— Request —
Exclude the pictures and reproduce the remaining data exactly as written.

***

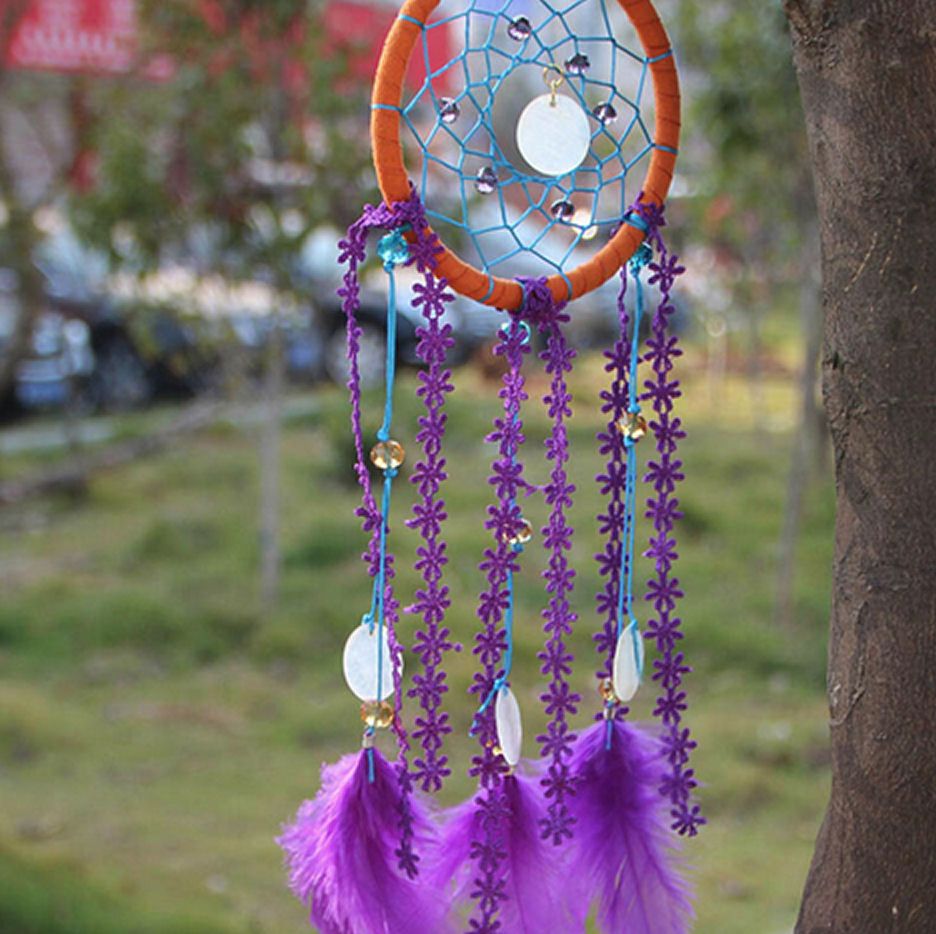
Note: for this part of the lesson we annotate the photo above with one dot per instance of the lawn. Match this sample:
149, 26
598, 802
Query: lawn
156, 727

***

— The answer —
Note: for this part of the lesson we annotate the photo above with one dot per instance of the lawn. Match this sample:
149, 26
598, 802
Query: lawn
156, 727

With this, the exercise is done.